◆ GIVEN REQUEST A ◆
Reproduce verbatim the section of the passage on government websites that opens with the words containing "The White House server" and closes with "to deal with.".
◆ GIVEN REQUEST B ◆
In the passage on government websites, which company is credited with putting the California state elections online?
◆ GIVEN REQUEST C ◆
Write a continuation of the passage on government websites, beginning right after its final sentence.

◆ SOURCE TEXT ◆
WHITE HOUSE: The White House now has a Web server
(http://www.whitehouse.gov), with pointers to lots of other useful new
government sites. These include The Government Information Locator Service,
which is in the beginning stages but looks very promising
(http://info.er.usgs.gov/gils/index.html). Also take a look at the subject
index of on-line government information
(http://www.fedworld.gov/#usgovt).
The White House server itself is quite good. It allows you to leave
an entry in the "guestbook" to register your opinion of this new service,
and also allows you to write your comments on any issue of concern to you
for the consumption of White House staffers. On the lighter side, you can
take a guided tour of the White House, or view Al Gore's favorite political
cartoons. This site is well worth exploring. It can open the Federal
government right in your classroom, making it appear immediate and
accessible, rather than remote and bureaucratic. If done right, this
approach could encourage many more people to take a more active interest
in government and in solving the nagging social and economic problems
that government tries to deal with.
CALIFORNIA ELECTION: The California state elections are now on line
(thanks to Digital Equipment). Take a look at http://www.election.ca.gov/
for pre-election info about all the races and candidates. And on election
day, get live, rapidly up-dated results, enhanced by maps and graphs to help
you understand the meaning of the numbers.

◆ INFORMATION SUPPLIED ◆
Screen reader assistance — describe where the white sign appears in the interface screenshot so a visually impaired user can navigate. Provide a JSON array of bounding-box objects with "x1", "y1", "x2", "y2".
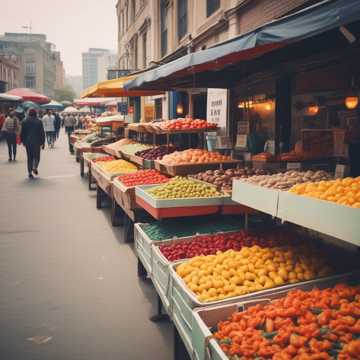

◆ FINAL RESULT A ◆
The White House server itself is quite good. It allows you to leave
an entry in the "guestbook" to register your opinion of this new service,
and also allows you to write your comments on any issue of concern to you
for the consumption of White House staffers. On the lighter side, you can
take a guided tour of the White House, or view Al Gore's favorite political
cartoons. This site is well worth exploring. It can open the Federal
government right in your classroom, making it appear immediate and
accessible, rather than remote and bureaucratic. If done right, this
approach could encourage many more people to take a more active interest
in government and in solving the nagging social and economic problems
that government tries to deal with.

◆ FINAL RESULT B ◆
Digital Equipment.

◆ FINAL RESULT C ◆
BRITANNICA: The Encyclopedia Britannica will be on-line very shortly.
You can check a demo today at http://www.eb.com/eb.htm I understand that
they will have the entire 1995 edition on the Web, with powerful search
capabilities and hypertext links to related Internet sites, and even an
on-line dictionary (if you don't understand a word in an encyclopedia entry,
simply
clicking on that word will give you the definition.) This will not be free,
but it will be very inexpensive for the value you get. (Meanwhile, I
understand that the Gutenberg Project is hard at work to make available
the etext of an early, public domain edition of the Encyclopedia Britannica.)
(Several readers have asked if they could "subscribe" to our home page --
a document listing hundreds of URLs in html format. We're willing to do
that with updates four times a year for $10. Send mail to
samizat -at- world -dot- std -dot- com if you are interested.)
***********************************************
EUREKA! I CAN RUN A WEB SERVER FROM MY PC AT
HOME WITH AN ORDINARY MODEM AND SLIP ACCOUNT
By Richard Seltzer
I have a Web server running off my 486 Windows PC at home. I'm doing this
with a 14.4K baud modem and a SLIP account from tiac (The Internet Access
Company in Bedford, Mass.) I'm a writer, not a computer wizard, and wizards
I know hadn't been able to tell me how to do it or even if it could be done.
Even queries to the help desk at tiac and to Web-related newsgroups had
gotten me nowhere. Hence my sense of accomplishment that I was able to
figure it out.
What does this mean? I can -- at no additional cost -- publish my articles,
my lists of disks, my kids' pictures, anything I choose to a global audience.
All I do is create documents using word processor software, add some
extra markup codes (hypertext markup language), and file the documents in
the right directory on my PC. Then so long as my system is turned on, I
am connected to my Internet provider, and I am running the server software,
anyone with a browser on the Web can see my pages.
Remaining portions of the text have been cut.